Activity:
Using the passage below, answer these:
(a) Who wrote the OLC memo declaring Abu Zubaydah's treatment legal?
(b) On what date did President Barack Obama issue the executive order ending the CIA's "black site" program?
(c) According to Dennis Blair, who should handle the most important detainees?

Passage:
3. We know that Abu Zubaydah now has mental injuries and–apparently–cannot stand trial.

The WSJ quotes intelligence officials claiming that, if these details are made public, it’ll be a propaganda tool for the terrorists.

Intelligence officials also believe that making the techniques public would give al Qaeda a propaganda tool just as the administration is stepping up its fight against the terrorist group in Afghanistan and Pakistan

But these details have already been made public, in the ICRC report and elsewhere. What the intelligence officials want to hide is that–even after they did this damage to Abu Zubadaydah (though before the ICRC called it torture in 2007)–Steven Bradbury wrote an OLC memo declaring this treatment legal.

Panetta: Contractors Not Allowed to Interrogate (Anymore)

Leon Panetta just wrote a letter to Congress assuring them that contractors will not be used for interrogations.

The Central Intelligence Agency has banned contractors from conducting interrogations, CIA Director Leon Panetta told lawmakers in a letter Thursday outlining the agency’s dismantling of several Bush-era policies.

The letter and an accompanying memo to CIA employees were the fullest explanation to date of how the agency is carrying out President Barack Obama’s executive order of Jan. 22 ending the CIA’s "black site" program that detained terror suspects.

One flashpoint in that program was the use of outside contractors to interrogate suspects. Under congressional pressure, Director of National Intelligence Dennis Blair recently said he was reviewing that policy and added that government employees should handle the most important detainees.

Mr. Panetta went further, saying flatly: "No CIA contractors will conduct interrogations."

[anip]

An intelligence official said the contractor ban doesn’t extend to support of interrogations. "If a contractor has, say, special language skills, it’s conceivable that he or she could be asked to support a debriefing," the official said.

Read the whole argument, as it includes easily parsed reassurances that the CIA is out of the black site business as well.

Panetta did not mention, apparently, whether or not the contractors who designed our torture system were still on contract. 

Double-Dipping at Gitmo?

MadDog pointed to the full 2007 ICRC Report on detainee treatment.

Given entries:
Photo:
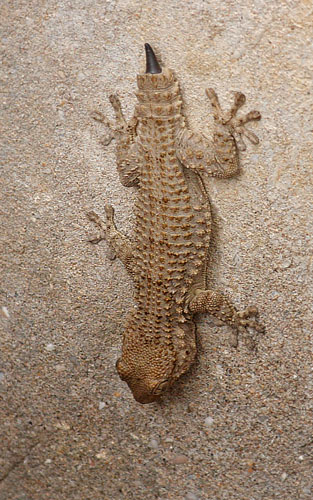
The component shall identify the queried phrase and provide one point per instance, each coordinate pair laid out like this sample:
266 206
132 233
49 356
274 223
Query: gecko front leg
120 245
218 305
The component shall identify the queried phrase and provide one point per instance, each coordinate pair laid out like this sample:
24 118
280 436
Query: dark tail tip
152 65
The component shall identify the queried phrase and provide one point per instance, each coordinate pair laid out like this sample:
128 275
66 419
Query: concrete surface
239 425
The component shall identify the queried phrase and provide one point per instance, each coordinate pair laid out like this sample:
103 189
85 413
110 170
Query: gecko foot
235 125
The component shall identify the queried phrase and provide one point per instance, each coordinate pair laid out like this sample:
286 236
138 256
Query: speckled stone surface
239 425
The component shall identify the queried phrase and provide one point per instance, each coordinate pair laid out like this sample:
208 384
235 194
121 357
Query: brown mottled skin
167 258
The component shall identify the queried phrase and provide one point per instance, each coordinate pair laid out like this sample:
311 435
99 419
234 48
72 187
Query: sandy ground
239 425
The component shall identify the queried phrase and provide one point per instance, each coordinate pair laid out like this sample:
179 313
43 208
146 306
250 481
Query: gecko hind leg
125 133
216 304
235 125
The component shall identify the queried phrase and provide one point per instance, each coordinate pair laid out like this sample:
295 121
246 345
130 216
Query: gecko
167 258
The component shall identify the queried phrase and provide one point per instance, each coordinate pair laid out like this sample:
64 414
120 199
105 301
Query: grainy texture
235 426
168 256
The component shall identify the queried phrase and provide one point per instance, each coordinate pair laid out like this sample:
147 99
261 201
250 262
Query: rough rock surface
238 425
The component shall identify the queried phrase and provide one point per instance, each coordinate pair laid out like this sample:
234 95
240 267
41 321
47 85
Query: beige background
239 425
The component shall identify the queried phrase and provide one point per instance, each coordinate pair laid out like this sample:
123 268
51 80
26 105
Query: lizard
158 154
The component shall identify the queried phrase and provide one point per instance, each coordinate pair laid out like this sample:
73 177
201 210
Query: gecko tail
152 65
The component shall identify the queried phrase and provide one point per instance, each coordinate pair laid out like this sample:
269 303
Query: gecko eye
161 387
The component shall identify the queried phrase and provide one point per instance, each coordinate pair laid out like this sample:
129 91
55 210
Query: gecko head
144 380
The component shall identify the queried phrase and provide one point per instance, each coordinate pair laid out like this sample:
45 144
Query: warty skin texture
167 258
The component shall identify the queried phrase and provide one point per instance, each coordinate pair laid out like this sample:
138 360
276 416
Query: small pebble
191 496
59 368
153 443
5 311
179 459
50 347
208 421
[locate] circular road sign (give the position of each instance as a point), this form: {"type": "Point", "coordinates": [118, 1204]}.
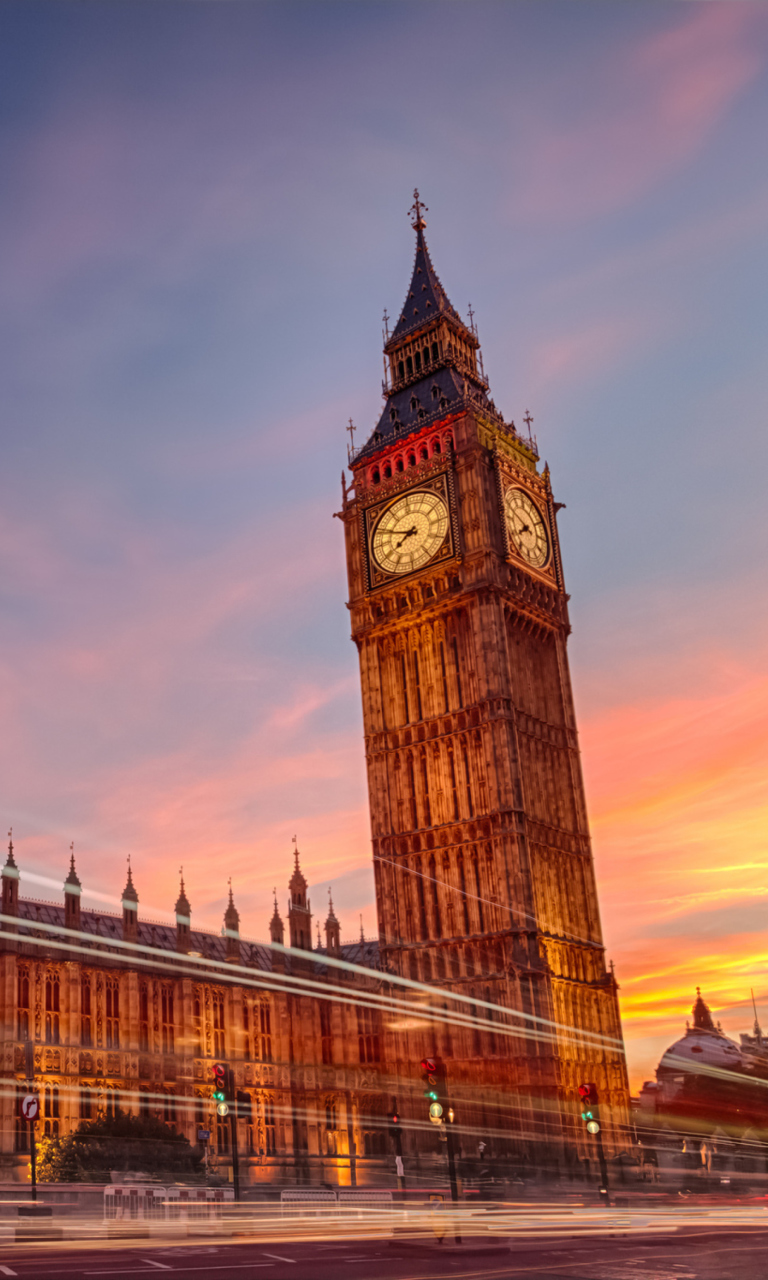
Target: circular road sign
{"type": "Point", "coordinates": [30, 1106]}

Solved problem:
(a) Steven Bradbury
(b) Jan. 22
(c) Government employees